--- START ---

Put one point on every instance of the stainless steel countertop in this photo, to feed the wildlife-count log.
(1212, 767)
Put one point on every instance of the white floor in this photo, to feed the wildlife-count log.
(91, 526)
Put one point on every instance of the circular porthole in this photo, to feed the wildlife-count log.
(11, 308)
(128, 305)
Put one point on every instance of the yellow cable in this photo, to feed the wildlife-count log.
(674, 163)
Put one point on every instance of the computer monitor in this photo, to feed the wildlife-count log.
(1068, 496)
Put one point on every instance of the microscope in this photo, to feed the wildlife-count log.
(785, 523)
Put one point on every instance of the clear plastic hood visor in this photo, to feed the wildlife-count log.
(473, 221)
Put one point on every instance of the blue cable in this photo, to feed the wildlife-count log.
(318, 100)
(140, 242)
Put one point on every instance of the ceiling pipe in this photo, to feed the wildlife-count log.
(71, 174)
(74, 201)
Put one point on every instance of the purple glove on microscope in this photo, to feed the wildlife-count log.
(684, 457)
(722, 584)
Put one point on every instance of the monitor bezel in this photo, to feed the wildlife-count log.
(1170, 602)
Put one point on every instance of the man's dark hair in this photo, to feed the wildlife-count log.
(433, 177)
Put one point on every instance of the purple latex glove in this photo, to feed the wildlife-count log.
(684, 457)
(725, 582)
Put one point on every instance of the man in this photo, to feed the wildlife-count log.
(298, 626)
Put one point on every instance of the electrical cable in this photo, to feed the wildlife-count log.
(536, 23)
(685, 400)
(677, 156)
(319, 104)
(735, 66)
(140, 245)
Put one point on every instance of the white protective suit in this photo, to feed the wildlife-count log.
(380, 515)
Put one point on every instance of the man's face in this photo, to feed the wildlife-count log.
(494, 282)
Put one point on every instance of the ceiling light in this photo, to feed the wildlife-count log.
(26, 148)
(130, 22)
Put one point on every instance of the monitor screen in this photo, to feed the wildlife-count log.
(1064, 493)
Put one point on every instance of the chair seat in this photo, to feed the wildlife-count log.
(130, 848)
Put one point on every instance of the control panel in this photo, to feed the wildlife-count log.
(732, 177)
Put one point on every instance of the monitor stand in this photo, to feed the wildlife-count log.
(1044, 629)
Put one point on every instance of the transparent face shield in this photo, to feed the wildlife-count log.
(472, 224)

--- END ---

▸ **WHAT THIS TASK INVOLVES**: The lines to quote run from the one containing "Put one point on every instance of the man in" through the final line of the material above; please give them exactly, both ends included, and nothing else.

▸ **SOLUTION**:
Put one point on every instance of the man in this photo, to feed the wildlife-count log.
(298, 626)
Put one point on every instance of the electrical cable in this photo, to feed the wildlife-count log.
(536, 23)
(685, 400)
(677, 156)
(319, 104)
(735, 66)
(140, 245)
Put one point on every instance of the white protective suit in this photo, to feed the wildlife-count log.
(380, 515)
Put one point on every instance of the man's face in this photo, to feed the wildlife-count log.
(494, 282)
Put one point on every instance of the ceiling light in this photo, to feed the wildlife-count log.
(26, 148)
(130, 22)
Put one point on every instance of the monitor screen in this photo, to feed the wildlife-count log.
(1064, 493)
Put one point on every instance of the chair seat in this photo, to feed the wildlife-count log.
(130, 848)
Put one point on every instance of the control panel in this photo, to feed the wildlife-count log.
(732, 177)
Put one point on every instance of the monitor stand in this photo, to feed the wildlife-count log.
(1044, 629)
Put one point on every instance of the transparent face shield in this photo, to feed the wildlife-count log.
(472, 224)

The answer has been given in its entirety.